* _Problem description_: Please copy each line of the listing that includes the string "instance".

* _Provided records_:
◆ ◆ ◆ ◆ ◆
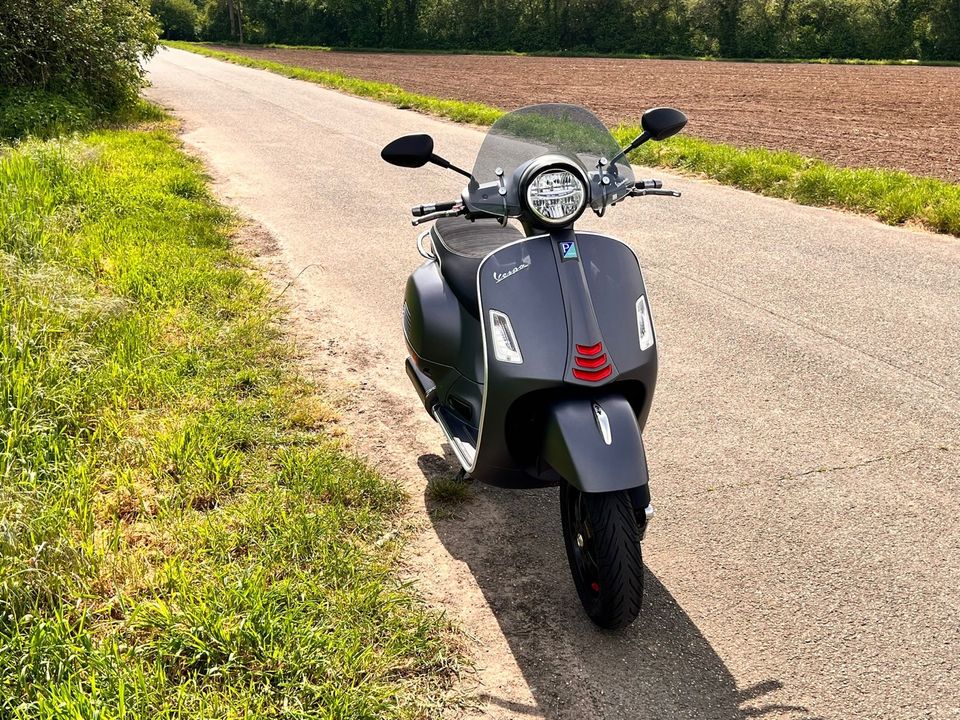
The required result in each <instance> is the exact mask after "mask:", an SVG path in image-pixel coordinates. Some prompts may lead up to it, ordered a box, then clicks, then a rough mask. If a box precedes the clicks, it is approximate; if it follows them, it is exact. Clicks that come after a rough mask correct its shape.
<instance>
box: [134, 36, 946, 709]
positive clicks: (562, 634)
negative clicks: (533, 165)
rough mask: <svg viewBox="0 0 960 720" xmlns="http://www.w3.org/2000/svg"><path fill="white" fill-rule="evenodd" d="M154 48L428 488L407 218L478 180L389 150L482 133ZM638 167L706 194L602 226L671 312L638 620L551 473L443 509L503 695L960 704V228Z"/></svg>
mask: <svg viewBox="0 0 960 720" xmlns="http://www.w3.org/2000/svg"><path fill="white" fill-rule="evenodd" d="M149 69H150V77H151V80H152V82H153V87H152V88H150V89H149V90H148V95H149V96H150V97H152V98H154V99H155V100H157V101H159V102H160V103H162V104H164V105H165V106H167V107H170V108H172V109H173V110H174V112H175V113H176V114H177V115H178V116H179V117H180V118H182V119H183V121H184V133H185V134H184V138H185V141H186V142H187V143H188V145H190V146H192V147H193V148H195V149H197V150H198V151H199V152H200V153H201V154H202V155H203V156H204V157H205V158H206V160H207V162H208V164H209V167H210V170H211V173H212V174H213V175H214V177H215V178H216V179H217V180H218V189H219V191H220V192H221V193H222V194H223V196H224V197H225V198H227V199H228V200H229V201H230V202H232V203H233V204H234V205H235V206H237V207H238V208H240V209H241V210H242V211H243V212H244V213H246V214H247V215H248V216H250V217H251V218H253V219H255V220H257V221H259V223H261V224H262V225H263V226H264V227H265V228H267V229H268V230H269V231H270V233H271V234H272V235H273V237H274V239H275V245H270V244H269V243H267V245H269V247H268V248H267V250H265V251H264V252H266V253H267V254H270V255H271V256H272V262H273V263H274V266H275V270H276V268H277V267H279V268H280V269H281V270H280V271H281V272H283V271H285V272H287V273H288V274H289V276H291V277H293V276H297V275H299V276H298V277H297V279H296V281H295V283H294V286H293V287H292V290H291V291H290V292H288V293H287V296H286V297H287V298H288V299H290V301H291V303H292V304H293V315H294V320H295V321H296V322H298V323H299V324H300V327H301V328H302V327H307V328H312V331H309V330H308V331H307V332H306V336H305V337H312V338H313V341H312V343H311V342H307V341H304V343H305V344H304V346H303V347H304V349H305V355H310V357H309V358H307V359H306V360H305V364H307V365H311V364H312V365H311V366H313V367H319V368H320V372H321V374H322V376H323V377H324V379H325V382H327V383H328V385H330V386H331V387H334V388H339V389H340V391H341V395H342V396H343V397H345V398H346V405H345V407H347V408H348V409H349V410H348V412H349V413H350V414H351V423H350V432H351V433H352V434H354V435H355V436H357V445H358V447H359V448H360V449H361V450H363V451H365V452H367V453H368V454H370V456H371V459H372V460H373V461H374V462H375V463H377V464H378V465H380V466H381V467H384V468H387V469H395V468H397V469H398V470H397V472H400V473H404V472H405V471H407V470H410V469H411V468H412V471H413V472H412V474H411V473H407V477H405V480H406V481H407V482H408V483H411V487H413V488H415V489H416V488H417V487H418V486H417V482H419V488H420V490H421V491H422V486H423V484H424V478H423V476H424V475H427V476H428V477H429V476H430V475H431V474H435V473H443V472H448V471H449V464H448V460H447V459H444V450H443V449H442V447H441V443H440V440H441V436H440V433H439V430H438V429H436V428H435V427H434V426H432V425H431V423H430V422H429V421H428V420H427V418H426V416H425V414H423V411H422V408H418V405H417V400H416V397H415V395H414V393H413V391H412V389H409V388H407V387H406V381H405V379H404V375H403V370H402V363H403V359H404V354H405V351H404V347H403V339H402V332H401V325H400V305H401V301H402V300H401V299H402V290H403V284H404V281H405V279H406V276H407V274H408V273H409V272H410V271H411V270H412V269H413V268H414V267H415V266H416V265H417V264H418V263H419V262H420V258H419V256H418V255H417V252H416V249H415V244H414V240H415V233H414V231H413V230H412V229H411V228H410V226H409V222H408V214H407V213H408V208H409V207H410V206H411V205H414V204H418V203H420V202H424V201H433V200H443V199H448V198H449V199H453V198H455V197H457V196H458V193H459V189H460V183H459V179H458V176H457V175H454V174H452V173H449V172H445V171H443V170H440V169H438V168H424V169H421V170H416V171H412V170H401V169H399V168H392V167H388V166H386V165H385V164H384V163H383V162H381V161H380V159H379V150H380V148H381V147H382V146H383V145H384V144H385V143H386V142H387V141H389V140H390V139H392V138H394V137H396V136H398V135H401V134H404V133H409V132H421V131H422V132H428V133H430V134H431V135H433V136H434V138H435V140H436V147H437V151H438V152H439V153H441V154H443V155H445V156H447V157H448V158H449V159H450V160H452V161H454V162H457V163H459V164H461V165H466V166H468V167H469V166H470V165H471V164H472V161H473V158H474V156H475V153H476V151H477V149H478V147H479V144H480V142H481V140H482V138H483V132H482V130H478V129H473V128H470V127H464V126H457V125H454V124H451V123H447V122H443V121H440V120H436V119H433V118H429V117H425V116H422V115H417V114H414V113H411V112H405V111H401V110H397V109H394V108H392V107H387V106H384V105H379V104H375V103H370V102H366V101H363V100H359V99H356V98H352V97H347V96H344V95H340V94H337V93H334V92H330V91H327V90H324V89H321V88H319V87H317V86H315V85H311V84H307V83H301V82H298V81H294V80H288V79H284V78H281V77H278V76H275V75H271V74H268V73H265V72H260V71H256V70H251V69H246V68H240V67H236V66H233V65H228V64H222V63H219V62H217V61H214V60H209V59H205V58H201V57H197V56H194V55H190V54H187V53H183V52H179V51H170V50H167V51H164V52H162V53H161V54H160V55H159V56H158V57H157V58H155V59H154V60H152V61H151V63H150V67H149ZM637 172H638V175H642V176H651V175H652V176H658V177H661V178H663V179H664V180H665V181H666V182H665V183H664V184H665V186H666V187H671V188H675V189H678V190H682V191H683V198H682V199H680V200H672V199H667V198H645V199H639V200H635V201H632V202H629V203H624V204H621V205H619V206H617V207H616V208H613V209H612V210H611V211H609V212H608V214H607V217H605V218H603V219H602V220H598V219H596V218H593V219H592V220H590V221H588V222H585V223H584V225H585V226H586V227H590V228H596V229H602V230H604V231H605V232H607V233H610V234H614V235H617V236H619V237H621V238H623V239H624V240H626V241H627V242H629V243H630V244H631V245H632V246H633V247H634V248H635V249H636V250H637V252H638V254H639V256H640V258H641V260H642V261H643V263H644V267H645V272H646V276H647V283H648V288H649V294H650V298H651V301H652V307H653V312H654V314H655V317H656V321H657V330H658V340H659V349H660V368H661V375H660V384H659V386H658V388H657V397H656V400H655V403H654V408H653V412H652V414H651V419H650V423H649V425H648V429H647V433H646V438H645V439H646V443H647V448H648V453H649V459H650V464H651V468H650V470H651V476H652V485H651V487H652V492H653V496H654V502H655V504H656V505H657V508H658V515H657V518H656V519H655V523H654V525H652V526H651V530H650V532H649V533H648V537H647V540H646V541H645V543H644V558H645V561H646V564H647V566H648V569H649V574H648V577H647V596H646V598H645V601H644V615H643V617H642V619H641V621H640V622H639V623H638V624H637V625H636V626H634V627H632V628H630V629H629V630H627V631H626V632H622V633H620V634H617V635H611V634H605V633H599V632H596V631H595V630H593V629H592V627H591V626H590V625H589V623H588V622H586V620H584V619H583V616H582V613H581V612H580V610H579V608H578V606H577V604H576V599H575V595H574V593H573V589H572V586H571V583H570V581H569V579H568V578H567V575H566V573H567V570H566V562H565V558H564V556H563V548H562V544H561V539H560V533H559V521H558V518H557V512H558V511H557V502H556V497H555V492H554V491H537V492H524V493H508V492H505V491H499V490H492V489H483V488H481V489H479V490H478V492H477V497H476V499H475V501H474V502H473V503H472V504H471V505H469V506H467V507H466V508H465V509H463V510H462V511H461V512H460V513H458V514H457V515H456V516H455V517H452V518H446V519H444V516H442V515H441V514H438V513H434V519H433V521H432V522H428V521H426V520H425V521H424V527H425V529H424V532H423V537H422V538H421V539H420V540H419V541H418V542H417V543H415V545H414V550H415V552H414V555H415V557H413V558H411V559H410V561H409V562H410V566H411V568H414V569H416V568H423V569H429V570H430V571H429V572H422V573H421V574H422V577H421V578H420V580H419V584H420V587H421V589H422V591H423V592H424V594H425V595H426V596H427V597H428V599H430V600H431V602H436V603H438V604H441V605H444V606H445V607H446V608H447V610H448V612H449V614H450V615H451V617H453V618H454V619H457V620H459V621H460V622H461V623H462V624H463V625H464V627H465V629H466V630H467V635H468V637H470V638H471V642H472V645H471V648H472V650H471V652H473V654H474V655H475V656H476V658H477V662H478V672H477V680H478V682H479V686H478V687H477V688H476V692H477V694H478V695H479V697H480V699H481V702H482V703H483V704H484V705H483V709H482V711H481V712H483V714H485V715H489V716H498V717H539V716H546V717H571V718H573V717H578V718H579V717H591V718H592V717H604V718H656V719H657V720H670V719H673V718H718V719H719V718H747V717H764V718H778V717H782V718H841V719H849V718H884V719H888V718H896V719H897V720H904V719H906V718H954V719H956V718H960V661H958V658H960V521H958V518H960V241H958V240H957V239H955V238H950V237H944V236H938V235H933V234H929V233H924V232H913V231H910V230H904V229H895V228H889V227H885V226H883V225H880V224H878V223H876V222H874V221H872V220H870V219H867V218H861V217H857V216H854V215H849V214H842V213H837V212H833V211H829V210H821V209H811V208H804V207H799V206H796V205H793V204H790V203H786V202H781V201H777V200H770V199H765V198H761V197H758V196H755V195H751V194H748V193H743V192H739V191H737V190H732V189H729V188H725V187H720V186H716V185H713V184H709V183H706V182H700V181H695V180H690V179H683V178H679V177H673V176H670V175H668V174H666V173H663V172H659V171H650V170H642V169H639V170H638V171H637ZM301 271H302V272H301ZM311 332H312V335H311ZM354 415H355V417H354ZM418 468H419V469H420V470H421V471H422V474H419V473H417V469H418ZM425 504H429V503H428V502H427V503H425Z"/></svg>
◆ ◆ ◆ ◆ ◆
* _Result for this task_:
The required result in each <instance> is the exact mask after "mask:", an SVG path in image-pixel coordinates. Some prompts may lead up to it, ordered a box, then clicks, then a rough mask. If a box precedes the clicks, it is approximate; if it follows them, it is exact. Clicks that come after a rough mask correct its shape.
<instance>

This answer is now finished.